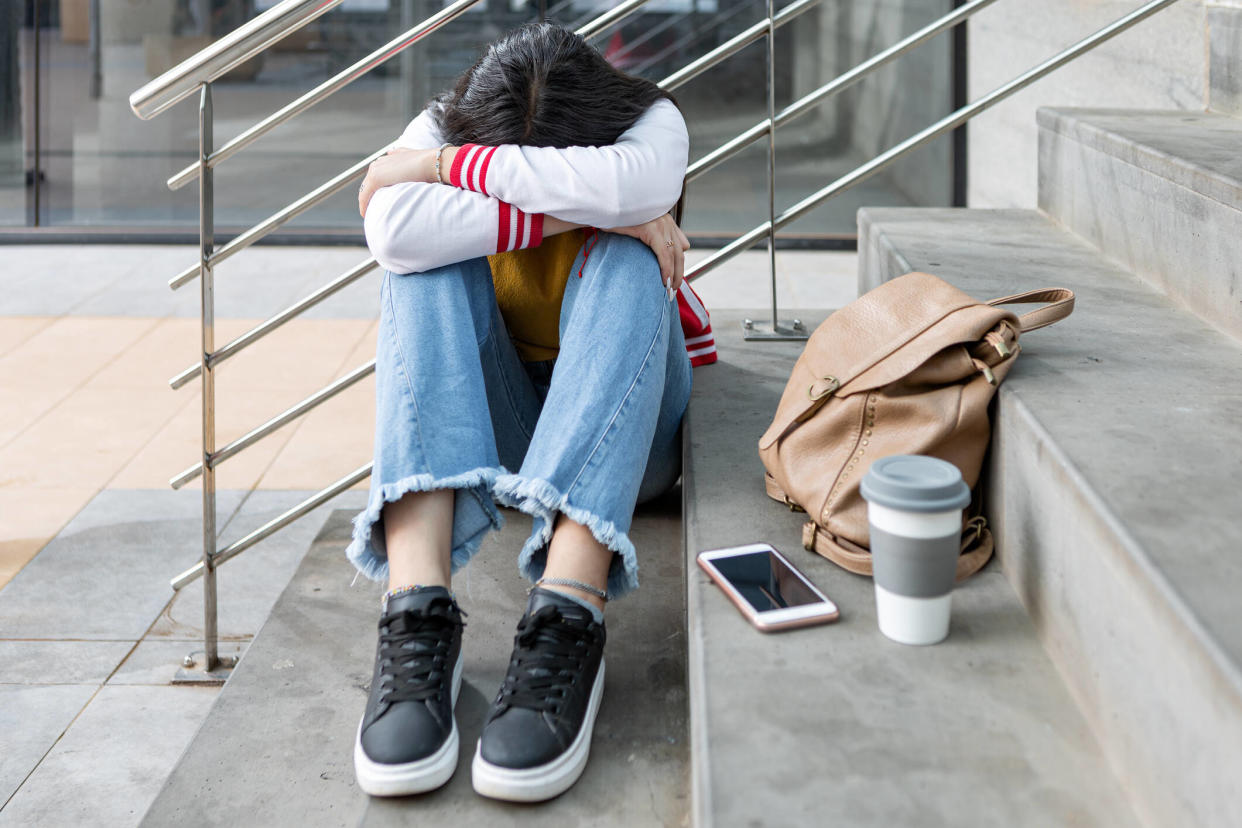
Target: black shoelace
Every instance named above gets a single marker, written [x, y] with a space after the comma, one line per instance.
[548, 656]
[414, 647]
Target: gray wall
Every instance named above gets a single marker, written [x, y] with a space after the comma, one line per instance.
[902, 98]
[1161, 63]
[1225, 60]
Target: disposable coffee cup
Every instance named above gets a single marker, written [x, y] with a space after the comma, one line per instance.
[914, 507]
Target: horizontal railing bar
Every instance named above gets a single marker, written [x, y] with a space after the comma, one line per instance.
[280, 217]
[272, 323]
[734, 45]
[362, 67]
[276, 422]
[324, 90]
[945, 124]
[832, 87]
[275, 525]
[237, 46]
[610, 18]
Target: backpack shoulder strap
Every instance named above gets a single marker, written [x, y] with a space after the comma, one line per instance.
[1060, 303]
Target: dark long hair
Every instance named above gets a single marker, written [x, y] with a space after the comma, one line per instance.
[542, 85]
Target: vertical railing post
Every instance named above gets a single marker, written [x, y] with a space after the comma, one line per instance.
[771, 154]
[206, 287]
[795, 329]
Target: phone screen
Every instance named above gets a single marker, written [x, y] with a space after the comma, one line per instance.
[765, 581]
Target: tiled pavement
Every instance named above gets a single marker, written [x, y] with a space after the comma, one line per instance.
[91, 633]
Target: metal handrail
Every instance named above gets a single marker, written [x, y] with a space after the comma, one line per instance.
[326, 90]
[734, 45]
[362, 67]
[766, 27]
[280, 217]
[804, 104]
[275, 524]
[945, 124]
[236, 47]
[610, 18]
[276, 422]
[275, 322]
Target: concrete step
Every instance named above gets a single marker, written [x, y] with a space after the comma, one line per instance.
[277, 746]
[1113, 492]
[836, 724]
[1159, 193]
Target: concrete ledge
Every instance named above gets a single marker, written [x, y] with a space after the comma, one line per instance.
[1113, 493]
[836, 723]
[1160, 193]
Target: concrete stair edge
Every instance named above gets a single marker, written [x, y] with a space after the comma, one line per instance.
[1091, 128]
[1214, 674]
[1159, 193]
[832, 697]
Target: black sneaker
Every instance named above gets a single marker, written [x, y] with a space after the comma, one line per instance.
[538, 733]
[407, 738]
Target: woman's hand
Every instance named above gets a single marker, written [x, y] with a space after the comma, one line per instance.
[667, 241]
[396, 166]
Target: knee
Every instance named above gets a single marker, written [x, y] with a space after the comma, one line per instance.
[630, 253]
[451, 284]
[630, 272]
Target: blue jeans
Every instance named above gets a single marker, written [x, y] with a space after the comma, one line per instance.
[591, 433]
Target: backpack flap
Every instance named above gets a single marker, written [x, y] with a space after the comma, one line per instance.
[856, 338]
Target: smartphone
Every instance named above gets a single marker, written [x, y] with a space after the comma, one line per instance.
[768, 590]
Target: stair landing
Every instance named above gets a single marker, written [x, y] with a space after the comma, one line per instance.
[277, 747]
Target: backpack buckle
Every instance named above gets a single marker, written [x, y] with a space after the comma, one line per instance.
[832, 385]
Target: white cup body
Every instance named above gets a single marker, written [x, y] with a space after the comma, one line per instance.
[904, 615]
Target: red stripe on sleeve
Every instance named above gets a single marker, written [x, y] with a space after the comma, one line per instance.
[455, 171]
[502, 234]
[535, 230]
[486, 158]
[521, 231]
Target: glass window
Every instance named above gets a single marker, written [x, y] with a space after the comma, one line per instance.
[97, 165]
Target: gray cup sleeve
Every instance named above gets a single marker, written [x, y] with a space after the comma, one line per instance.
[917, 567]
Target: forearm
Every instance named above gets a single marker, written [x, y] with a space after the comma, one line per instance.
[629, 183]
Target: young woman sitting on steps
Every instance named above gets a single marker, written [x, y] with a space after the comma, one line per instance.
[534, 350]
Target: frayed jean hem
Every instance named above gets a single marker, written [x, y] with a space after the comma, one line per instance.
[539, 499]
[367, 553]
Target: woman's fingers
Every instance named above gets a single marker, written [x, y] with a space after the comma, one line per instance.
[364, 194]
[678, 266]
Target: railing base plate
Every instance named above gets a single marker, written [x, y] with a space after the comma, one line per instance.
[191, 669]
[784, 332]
==
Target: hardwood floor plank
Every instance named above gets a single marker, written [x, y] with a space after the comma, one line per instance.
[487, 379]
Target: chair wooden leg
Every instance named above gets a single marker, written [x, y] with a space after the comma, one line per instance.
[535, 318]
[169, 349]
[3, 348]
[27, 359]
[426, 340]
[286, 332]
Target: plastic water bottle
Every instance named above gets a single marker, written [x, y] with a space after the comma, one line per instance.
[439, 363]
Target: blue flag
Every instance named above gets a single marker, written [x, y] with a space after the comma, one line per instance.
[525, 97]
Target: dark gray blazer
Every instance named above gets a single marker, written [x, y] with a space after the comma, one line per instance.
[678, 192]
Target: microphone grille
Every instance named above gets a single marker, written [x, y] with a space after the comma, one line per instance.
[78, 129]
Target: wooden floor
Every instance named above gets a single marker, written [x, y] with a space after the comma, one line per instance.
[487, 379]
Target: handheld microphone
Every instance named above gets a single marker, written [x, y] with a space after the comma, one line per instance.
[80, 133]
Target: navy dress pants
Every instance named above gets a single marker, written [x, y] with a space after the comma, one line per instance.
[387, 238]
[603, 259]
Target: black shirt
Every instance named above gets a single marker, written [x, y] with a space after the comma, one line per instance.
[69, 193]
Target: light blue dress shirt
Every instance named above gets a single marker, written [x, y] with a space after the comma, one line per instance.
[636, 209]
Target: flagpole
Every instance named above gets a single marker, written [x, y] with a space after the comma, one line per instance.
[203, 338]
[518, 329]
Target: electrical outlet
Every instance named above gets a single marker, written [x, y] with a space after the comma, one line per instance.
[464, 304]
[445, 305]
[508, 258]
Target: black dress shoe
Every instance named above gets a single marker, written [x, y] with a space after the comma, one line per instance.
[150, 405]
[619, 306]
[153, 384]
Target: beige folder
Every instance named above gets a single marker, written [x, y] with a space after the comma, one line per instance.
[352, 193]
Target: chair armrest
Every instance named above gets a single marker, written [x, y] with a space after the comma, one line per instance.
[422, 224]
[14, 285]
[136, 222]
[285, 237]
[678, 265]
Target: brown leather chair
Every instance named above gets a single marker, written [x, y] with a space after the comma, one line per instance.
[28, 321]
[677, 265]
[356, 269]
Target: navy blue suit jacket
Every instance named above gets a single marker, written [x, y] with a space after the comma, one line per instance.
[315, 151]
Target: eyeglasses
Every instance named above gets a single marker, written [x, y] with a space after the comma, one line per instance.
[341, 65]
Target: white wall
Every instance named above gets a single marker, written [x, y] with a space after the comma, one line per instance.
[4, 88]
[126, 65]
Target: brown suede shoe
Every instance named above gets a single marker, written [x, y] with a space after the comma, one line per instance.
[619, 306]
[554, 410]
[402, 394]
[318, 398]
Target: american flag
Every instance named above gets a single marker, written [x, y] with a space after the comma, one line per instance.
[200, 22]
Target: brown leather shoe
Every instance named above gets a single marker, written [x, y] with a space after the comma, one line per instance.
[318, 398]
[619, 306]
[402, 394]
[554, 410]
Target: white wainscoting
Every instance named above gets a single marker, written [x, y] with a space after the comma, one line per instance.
* * *
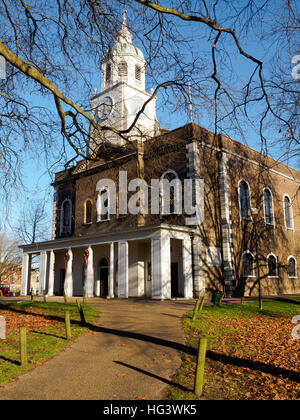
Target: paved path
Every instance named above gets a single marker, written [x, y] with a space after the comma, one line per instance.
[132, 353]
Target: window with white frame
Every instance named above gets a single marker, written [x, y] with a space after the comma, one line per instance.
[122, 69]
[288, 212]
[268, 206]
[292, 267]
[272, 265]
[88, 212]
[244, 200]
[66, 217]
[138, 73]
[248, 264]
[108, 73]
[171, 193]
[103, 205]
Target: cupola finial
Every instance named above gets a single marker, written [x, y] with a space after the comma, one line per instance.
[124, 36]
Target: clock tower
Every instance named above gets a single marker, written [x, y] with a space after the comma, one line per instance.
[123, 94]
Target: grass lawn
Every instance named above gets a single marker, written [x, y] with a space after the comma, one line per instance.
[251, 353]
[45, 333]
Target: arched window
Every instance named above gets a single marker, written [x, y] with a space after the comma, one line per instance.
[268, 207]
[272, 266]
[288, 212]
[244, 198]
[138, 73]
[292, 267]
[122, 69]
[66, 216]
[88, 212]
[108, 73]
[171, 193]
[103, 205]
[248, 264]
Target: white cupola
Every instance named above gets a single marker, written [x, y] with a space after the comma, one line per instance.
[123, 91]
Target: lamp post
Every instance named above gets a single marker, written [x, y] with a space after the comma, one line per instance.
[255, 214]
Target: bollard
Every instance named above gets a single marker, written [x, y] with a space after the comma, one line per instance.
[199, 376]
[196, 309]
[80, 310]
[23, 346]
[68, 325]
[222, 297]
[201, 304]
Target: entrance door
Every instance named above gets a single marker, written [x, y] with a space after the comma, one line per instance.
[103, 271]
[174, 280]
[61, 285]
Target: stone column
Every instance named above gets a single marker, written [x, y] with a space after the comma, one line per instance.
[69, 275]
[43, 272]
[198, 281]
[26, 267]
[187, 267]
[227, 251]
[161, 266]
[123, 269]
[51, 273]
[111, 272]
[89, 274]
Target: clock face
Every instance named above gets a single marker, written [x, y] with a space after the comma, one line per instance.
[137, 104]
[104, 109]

→ **Problem to work on**: Look back at the entries above. Retype the line with "Target: bollard", the line with "Target: clock face", and all lines in between.

→ **Reply**:
Target: bollard
Every instance named above gets a single marker, written [x, y] with a space after the comma, one line per instance.
[199, 376]
[196, 309]
[80, 310]
[23, 346]
[68, 325]
[222, 297]
[201, 304]
Target: entrance door
Every instance named above gets a single marker, written [x, y] with a space after the comma, one line per instance.
[103, 271]
[174, 280]
[61, 285]
Target: stone column
Every instance named above gets a single marker, written [x, y] with a space after the comma, one line per instance.
[69, 275]
[43, 272]
[198, 281]
[26, 267]
[187, 267]
[227, 251]
[161, 266]
[123, 269]
[51, 273]
[111, 272]
[89, 274]
Target: clock face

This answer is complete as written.